Data taken from a collection
********************

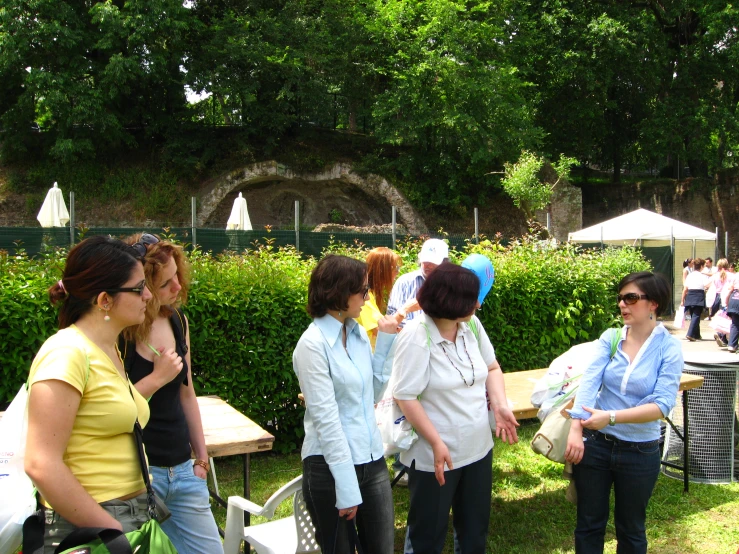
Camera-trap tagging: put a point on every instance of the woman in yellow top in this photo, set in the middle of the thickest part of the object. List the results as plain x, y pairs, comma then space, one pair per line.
383, 266
80, 451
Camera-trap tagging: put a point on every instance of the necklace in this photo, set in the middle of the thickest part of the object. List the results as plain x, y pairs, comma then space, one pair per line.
455, 367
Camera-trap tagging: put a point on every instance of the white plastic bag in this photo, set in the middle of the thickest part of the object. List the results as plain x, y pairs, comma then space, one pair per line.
16, 489
397, 433
679, 318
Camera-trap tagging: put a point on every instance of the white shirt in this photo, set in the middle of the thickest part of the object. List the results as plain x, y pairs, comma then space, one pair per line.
458, 412
696, 280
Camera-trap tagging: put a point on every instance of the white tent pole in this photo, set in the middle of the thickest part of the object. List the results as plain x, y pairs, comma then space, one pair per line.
715, 248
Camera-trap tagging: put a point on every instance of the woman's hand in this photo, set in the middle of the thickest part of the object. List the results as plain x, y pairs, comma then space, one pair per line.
441, 457
598, 419
575, 445
350, 513
505, 425
388, 324
167, 366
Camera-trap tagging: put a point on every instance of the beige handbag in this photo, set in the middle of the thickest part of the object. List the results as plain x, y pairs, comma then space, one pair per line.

********************

● WRITTEN REQUEST
Print every line of the data above verbatim, leaving the pictures out.

● CORRECT OUTPUT
Camera-trap tagging: put a point on every instance of the woman in yellow top in this photo, set in the middle of the thickest part of the object. List the results as plain x, y pairs, comma then space, one pair per line.
383, 266
80, 451
Camera-trap tagging: put a point on every instance of the necklace in this photo, set in the middle of the thickest part of the object. List the results as plain x, y pairs, comma then space, one pair per line.
455, 367
Camera-trap tagging: put a point on every instance of the white plastic bag in this photo, set in the middle of the thickest part of the object. List the results as plain x, y pairs, comma then space, one pair per line.
16, 489
397, 433
679, 318
Camera-trap tagging: put a point on every instance of the white shirt in this photo, set in the middle of the thickest part of the object. List the results as plain x, y pairs, comma then space, one pair per line.
458, 412
696, 280
Camera-trap tagging: put a point on every instance of the white tent pole in this photo, set in the middle of the thickest part of the object. List the results as plain x, y pairs, comma then space, one pair per line.
715, 248
Camera-trap tagging: put a point on every instance of the woman's hand in this photo, set in the middle of the thickest part of the object. List the results as plain x, y pairs, comma then space, one pair per line.
441, 457
598, 419
575, 445
350, 513
505, 425
388, 324
167, 366
Camera-trap tagging: put a point on every instance of the beige handbag in this photo, set in the middle of the thickest part of the object. List the results as plain x, y pairs, comma then space, one pair per line.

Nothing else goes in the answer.